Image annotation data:
--------------------------------------------------
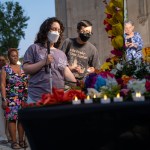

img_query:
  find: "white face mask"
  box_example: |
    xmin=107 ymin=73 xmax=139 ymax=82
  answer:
xmin=47 ymin=31 xmax=59 ymax=43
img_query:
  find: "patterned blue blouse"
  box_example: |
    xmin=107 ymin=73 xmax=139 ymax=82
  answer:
xmin=124 ymin=32 xmax=143 ymax=60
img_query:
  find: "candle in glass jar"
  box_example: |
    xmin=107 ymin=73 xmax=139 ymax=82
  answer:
xmin=133 ymin=92 xmax=145 ymax=101
xmin=72 ymin=96 xmax=81 ymax=105
xmin=114 ymin=93 xmax=123 ymax=102
xmin=84 ymin=95 xmax=93 ymax=104
xmin=101 ymin=95 xmax=110 ymax=104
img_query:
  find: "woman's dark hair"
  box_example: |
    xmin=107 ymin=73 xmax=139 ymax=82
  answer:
xmin=34 ymin=17 xmax=64 ymax=48
xmin=77 ymin=20 xmax=92 ymax=30
xmin=124 ymin=20 xmax=134 ymax=26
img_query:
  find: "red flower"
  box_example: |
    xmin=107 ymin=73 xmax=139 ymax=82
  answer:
xmin=27 ymin=88 xmax=86 ymax=107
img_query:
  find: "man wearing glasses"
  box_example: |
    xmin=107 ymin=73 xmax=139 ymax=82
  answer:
xmin=61 ymin=20 xmax=100 ymax=79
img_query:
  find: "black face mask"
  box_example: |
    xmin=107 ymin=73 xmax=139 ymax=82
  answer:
xmin=79 ymin=33 xmax=91 ymax=42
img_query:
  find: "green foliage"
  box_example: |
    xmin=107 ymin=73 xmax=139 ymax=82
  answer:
xmin=0 ymin=1 xmax=29 ymax=54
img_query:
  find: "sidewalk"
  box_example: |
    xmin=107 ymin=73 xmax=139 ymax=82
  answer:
xmin=0 ymin=143 xmax=31 ymax=150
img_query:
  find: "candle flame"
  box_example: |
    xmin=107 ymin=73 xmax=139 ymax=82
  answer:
xmin=117 ymin=93 xmax=120 ymax=98
xmin=93 ymin=94 xmax=96 ymax=98
xmin=74 ymin=96 xmax=78 ymax=101
xmin=135 ymin=92 xmax=141 ymax=97
xmin=104 ymin=95 xmax=107 ymax=100
xmin=86 ymin=95 xmax=90 ymax=100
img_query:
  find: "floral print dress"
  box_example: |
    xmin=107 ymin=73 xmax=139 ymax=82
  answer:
xmin=125 ymin=32 xmax=143 ymax=60
xmin=4 ymin=65 xmax=27 ymax=121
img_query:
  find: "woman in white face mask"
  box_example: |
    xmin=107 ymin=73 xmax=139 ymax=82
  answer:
xmin=23 ymin=17 xmax=76 ymax=103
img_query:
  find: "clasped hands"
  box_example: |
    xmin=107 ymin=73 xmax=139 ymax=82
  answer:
xmin=125 ymin=42 xmax=137 ymax=48
xmin=46 ymin=54 xmax=54 ymax=65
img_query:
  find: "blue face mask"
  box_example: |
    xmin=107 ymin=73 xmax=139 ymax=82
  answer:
xmin=79 ymin=33 xmax=91 ymax=42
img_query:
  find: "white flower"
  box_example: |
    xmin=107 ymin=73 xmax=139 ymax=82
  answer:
xmin=127 ymin=79 xmax=146 ymax=94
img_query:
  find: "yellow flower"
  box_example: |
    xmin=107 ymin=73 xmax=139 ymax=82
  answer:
xmin=105 ymin=2 xmax=116 ymax=15
xmin=100 ymin=62 xmax=112 ymax=71
xmin=113 ymin=10 xmax=124 ymax=23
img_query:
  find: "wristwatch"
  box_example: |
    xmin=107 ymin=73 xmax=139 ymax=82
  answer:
xmin=2 ymin=97 xmax=7 ymax=102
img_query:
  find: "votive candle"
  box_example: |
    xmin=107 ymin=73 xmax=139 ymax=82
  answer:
xmin=84 ymin=95 xmax=93 ymax=104
xmin=101 ymin=95 xmax=110 ymax=104
xmin=72 ymin=96 xmax=81 ymax=105
xmin=114 ymin=93 xmax=123 ymax=102
xmin=133 ymin=92 xmax=145 ymax=101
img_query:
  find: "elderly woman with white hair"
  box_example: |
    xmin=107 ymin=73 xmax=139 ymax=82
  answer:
xmin=124 ymin=21 xmax=143 ymax=60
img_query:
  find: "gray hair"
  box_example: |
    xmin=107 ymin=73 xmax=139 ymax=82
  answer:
xmin=124 ymin=20 xmax=134 ymax=26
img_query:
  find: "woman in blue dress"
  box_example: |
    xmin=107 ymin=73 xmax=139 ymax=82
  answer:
xmin=124 ymin=21 xmax=143 ymax=61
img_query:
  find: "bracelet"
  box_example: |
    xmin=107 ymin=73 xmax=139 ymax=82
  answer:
xmin=2 ymin=97 xmax=7 ymax=102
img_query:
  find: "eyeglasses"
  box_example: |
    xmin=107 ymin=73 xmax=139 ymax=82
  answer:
xmin=50 ymin=27 xmax=62 ymax=33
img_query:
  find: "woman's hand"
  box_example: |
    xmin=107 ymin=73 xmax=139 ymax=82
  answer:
xmin=87 ymin=67 xmax=95 ymax=73
xmin=46 ymin=54 xmax=54 ymax=65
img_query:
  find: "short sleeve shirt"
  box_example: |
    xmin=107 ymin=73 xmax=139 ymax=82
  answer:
xmin=23 ymin=44 xmax=68 ymax=101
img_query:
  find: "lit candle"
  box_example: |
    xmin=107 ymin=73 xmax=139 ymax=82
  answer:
xmin=114 ymin=93 xmax=123 ymax=102
xmin=84 ymin=95 xmax=93 ymax=104
xmin=93 ymin=94 xmax=100 ymax=103
xmin=133 ymin=92 xmax=145 ymax=101
xmin=72 ymin=96 xmax=81 ymax=104
xmin=101 ymin=95 xmax=110 ymax=104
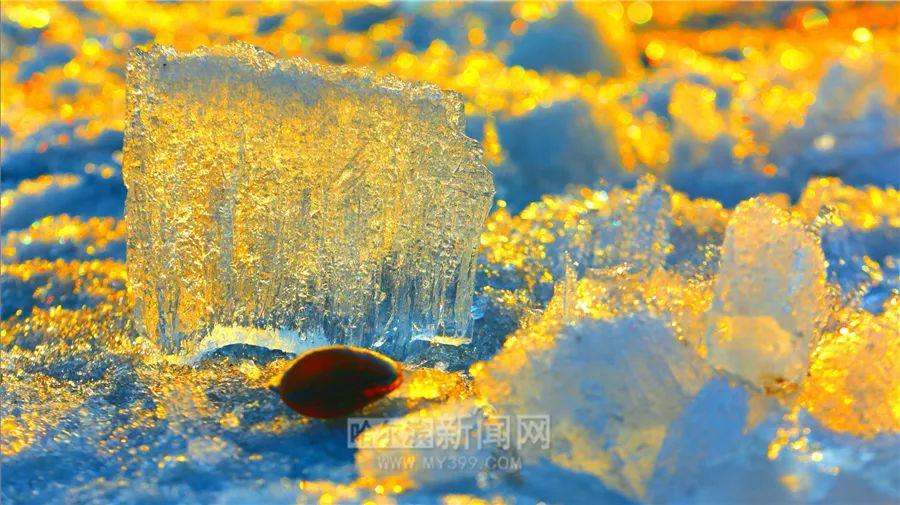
--------------------------------------------------
== The problem ==
Which lines in the material above contain the string "mask"? Pull out every one of them, counting a match only when the case is the same.

== Output of the exercise ==
  find: "white face mask"
  find: "black face mask"
  find: "woman in white face mask"
  find: "blue face mask"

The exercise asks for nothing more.